== Material supplied ==
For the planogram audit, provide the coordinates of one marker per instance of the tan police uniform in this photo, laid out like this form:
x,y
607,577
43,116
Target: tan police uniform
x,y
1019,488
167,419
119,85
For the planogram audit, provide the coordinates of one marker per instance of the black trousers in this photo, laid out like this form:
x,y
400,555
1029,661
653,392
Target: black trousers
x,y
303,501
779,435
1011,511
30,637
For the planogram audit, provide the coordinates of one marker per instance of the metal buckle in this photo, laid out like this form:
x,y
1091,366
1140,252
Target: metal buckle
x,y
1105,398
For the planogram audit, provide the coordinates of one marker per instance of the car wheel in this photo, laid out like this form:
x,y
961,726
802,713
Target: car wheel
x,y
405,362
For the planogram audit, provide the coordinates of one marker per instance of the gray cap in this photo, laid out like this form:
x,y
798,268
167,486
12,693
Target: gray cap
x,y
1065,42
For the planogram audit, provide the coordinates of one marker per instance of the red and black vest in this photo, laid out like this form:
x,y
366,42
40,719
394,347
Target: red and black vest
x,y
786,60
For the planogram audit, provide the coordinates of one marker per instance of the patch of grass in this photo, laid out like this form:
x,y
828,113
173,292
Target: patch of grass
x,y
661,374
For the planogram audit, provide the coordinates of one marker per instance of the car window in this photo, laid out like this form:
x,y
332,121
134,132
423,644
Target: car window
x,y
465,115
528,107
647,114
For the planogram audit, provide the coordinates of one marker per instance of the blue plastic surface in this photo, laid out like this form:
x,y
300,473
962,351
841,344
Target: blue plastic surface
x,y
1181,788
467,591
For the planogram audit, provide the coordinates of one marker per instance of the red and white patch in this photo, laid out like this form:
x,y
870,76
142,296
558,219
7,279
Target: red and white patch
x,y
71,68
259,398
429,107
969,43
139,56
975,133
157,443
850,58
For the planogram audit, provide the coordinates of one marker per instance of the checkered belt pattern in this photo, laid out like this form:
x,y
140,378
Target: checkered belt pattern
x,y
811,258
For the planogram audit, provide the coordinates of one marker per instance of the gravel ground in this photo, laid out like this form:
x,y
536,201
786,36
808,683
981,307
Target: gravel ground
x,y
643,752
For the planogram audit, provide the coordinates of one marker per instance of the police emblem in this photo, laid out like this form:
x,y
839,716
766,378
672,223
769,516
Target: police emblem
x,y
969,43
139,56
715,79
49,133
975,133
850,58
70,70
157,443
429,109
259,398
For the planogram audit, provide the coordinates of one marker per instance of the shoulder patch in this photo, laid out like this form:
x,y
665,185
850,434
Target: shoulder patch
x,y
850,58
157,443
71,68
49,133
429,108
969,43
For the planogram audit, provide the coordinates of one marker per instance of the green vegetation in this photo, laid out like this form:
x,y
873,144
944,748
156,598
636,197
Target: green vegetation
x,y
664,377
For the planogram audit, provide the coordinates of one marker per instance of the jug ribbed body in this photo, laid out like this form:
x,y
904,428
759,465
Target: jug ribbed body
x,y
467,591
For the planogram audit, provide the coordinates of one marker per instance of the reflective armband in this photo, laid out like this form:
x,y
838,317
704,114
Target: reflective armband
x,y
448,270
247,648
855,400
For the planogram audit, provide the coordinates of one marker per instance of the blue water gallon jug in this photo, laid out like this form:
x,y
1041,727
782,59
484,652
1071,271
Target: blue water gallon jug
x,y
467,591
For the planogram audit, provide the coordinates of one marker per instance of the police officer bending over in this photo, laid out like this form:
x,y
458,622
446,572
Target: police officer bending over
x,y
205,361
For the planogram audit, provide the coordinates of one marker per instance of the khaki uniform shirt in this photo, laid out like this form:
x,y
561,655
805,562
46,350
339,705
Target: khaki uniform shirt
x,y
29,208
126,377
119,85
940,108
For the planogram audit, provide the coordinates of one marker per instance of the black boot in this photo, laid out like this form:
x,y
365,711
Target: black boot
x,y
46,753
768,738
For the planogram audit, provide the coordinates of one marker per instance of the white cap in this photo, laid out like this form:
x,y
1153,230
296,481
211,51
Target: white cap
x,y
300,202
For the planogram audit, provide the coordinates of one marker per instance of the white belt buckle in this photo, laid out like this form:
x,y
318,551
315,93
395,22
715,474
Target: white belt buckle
===
• [To do]: Write out every record, exactly as written.

• [Response to the task]:
For the planogram audit, provide the coordinates of one marker per instance of the tan police uniform in this photo, laid out like this form:
x,y
607,577
43,116
Target: tan police uniform
x,y
1019,488
167,419
119,85
For the planogram audit, provide the coordinates of one marker per instance of the black trousers in this photo, laid out like this form:
x,y
400,555
1029,661
653,392
Target: black trousers
x,y
303,501
779,435
1011,511
30,637
For the planogram audit, provide the coordinates of one marker per instance of the metal buckle in this photo, laid out like this form:
x,y
1091,366
1140,252
Target: metal buckle
x,y
1105,398
For the planogram audit, provide the coordinates of one marker per instance of the car wheel in this photo, laid out like this form:
x,y
961,726
802,713
Target: car wheel
x,y
405,362
For the planogram audit, provide the coordinates of one marker per instance of the gray cap in this photo, laid out like this form:
x,y
798,268
167,486
12,693
Target: gray cap
x,y
1065,42
For the planogram audit, provide the coordinates of one marker per instance of the red and black vest in this photo, laid out like this form:
x,y
366,42
40,719
394,347
Target: red and black vest
x,y
786,60
For the planogram audit, provide the coordinates of one marker per instance of the patch of grass in this photo, laid out like this form:
x,y
828,113
173,292
Target: patch of grass
x,y
661,374
For the planogram audit, provide the coordinates of one marker per instance of the car window in this photo, laid out like this form:
x,y
332,121
134,132
423,644
Target: car window
x,y
465,115
528,107
647,114
For the planogram audit, provide the coordinates of one marker per instance of the blue plastic surface in this photo, laid out like this form:
x,y
300,473
962,351
841,344
Target: blue plastic surface
x,y
1181,788
467,591
For the planogram audit, provide the coordinates of one marker per instance of the red and white patch in this photo, laid out like this form:
x,y
870,76
142,296
558,219
7,279
Target: red and white patch
x,y
71,68
259,398
429,107
969,43
139,56
975,133
157,443
850,58
For the planogram audit, provide the coordinates of one marker per instance of the checkered belt pattern in this photo, laid out like this form:
x,y
140,378
Target: checkered belt pattern
x,y
811,258
For the planogram audit, provide the coordinates of one marker per instance of the gravel ground in this photo, laid out like this form:
x,y
536,201
786,36
808,683
981,307
Target: gravel ground
x,y
643,752
For the planogram audit, provide the coordinates of one marker per instance of the police emblem in this photo, laid out like this form:
x,y
839,716
766,378
672,223
769,516
Target: police emblem
x,y
969,43
139,56
715,79
49,133
975,133
850,58
70,70
157,443
429,109
259,398
For the planogram audit, provide the coordinates of one marker per instance of the shoulder patch in this photo, laid out like this form:
x,y
665,185
850,434
Target: shoulder patch
x,y
850,58
157,443
71,68
49,133
429,108
969,43
For the planogram audit, provide the coordinates of one marker per instance of the green vegetation in this photo, laid out like this form:
x,y
873,144
944,748
156,598
636,197
Target: green vegetation
x,y
664,377
For the planogram audit, provide the coordinates of one marker per instance of the jug ribbed body in this photo, laid out like this form:
x,y
904,428
759,465
Target: jug ribbed body
x,y
467,591
For the planogram audit, provide the coordinates of one marker per instance of the reflective armband in this photo, laid out like this form:
x,y
838,317
704,114
Target: reflective armband
x,y
448,270
247,648
855,400
For the planogram audit, provide the coordinates of one marker per instance of the blue water gallon jug in this photo, laid out like this form:
x,y
1041,727
782,59
484,652
1071,271
Target: blue water gallon jug
x,y
467,591
For the planogram audit, provide the coordinates of one marker per instance of the police officer bending over in this photo, laid out like this form:
x,y
458,622
446,572
Target: police officer bending over
x,y
205,361
For the planogram audit, provide the coordinates of one marker per instance of the khaki uniform shirt in this photo, laid out like this form:
x,y
561,655
805,562
46,350
339,705
Target: khaki uniform shirt
x,y
29,208
126,377
119,85
940,108
For the planogram audit, provide the coordinates of one marker per instance of the black boot in this photo, laid out like this form:
x,y
365,711
Target: black boot
x,y
46,753
768,738
For the planogram audit, provide the coordinates of one marker per instance of the white cap in this photo, laid out like this form:
x,y
1153,230
296,481
211,51
Target: white cap
x,y
300,202
For the planogram audit, provide the coordinates of one marker per instance of the white belt buckle in this photo, laid out like this form:
x,y
318,551
315,93
395,22
715,474
Target: white belt buckle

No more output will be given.